Of all the entries below, retype only the lines from the one with "of the slate" through the one with "of the wall-mounted", exactly as they appear.

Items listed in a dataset
/---
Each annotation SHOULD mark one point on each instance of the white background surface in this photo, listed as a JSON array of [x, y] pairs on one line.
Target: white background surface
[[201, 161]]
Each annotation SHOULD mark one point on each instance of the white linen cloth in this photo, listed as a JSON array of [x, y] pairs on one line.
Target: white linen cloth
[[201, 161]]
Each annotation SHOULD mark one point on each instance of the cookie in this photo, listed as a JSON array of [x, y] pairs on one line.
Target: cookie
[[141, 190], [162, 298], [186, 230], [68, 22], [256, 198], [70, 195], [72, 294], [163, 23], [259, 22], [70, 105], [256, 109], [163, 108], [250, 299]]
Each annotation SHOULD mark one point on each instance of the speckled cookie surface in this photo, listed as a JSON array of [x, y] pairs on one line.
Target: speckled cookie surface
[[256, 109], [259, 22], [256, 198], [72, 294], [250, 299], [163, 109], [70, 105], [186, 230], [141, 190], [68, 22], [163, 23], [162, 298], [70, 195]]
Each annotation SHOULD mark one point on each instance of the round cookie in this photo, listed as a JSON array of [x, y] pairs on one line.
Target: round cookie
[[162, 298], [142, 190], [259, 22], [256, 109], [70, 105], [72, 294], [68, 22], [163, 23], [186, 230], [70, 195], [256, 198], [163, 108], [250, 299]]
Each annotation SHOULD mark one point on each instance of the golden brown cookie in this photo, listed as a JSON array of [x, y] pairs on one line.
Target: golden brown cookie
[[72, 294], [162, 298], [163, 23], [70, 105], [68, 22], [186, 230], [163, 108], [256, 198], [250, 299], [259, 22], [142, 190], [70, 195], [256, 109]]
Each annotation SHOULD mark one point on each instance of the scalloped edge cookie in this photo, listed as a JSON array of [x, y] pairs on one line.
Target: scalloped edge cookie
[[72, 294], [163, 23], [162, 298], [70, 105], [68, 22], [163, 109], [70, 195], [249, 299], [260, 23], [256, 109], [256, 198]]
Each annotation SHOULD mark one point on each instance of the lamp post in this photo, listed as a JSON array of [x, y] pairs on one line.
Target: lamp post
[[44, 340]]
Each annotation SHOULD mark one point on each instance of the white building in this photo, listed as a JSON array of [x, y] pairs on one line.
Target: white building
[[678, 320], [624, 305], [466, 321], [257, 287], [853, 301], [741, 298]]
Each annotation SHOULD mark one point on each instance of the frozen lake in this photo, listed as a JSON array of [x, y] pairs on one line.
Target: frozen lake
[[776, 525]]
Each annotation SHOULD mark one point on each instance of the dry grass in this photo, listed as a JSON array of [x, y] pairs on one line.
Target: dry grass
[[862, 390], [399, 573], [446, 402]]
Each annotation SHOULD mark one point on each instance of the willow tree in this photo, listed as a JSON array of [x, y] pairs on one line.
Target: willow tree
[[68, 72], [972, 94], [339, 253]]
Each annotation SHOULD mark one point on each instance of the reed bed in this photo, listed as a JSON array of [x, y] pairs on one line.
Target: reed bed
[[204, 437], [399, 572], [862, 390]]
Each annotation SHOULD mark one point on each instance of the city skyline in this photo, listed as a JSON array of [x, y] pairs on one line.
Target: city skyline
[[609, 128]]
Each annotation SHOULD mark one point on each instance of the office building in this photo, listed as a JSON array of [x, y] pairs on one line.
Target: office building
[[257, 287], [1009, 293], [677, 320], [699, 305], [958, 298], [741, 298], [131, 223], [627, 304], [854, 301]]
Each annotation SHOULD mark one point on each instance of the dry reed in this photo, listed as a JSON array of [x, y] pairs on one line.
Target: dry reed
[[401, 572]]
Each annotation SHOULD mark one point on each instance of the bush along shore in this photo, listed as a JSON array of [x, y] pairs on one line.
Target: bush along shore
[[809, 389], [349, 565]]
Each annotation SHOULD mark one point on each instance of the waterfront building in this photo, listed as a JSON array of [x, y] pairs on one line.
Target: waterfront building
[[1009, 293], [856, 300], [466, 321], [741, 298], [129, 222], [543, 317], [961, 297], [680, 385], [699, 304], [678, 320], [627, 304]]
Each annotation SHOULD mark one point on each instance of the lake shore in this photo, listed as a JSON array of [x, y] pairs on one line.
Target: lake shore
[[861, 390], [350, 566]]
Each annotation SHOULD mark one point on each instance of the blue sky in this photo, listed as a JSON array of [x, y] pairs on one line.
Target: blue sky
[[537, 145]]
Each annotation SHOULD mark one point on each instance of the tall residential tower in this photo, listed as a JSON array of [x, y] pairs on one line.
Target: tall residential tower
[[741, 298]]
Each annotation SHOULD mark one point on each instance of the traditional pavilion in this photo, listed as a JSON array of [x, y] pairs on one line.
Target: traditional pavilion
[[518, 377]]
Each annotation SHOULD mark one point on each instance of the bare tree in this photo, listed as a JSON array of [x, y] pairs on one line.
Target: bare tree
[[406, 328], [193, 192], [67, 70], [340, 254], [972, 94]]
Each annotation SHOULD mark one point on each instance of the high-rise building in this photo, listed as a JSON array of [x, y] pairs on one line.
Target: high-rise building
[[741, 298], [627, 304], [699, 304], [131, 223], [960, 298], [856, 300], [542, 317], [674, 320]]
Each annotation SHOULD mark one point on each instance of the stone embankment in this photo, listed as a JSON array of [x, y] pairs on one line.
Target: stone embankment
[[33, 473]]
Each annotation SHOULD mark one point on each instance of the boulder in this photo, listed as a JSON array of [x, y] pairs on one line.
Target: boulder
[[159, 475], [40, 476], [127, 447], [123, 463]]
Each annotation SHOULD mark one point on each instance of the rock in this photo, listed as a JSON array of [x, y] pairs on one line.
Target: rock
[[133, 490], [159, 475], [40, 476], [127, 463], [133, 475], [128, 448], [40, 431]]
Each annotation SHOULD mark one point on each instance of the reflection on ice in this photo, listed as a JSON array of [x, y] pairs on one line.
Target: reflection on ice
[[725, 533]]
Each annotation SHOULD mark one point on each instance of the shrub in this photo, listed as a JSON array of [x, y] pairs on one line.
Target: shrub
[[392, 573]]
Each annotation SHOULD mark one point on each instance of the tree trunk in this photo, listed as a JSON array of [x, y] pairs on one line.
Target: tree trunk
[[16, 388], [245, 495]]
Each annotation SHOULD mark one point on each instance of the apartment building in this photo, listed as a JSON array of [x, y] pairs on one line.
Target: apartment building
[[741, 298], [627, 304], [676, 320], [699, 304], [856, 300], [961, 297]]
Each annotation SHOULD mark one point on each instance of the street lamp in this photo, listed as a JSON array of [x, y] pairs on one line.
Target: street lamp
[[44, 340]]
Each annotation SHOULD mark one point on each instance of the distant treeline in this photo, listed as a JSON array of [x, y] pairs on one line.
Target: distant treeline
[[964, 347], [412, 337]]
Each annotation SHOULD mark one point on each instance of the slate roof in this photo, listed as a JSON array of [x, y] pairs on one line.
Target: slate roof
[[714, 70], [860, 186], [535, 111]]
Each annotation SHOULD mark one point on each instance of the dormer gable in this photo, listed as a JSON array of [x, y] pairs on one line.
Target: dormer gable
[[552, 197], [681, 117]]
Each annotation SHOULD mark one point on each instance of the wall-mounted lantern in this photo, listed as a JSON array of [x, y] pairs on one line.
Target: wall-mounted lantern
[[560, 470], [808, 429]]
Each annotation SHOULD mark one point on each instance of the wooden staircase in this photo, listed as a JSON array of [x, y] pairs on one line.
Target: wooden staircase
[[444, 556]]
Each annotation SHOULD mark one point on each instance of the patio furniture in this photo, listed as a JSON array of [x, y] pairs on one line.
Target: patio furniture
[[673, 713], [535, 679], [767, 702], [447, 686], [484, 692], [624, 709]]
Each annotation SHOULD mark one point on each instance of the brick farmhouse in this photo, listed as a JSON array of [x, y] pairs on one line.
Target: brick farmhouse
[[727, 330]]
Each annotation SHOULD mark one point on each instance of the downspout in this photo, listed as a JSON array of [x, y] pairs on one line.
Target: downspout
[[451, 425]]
\---
Expected answer
Each annotation SHOULD mark one point on each instance of the slate roof in this photo, listed as a JSON array of [x, y] pairs on one line.
Target: slate roof
[[714, 70], [860, 186], [535, 111]]
Each annotation SHOULD mark one point on each instance of the dormer gable in this photo, listed as a JSON array of [x, y] pairs on one line.
Target: dormer gable
[[552, 197], [681, 117]]
Each annotation SHOULD mark one point on each instance of the wall-mounted lantern in this photo, listed as a JSON array of [x, y] pairs on one line.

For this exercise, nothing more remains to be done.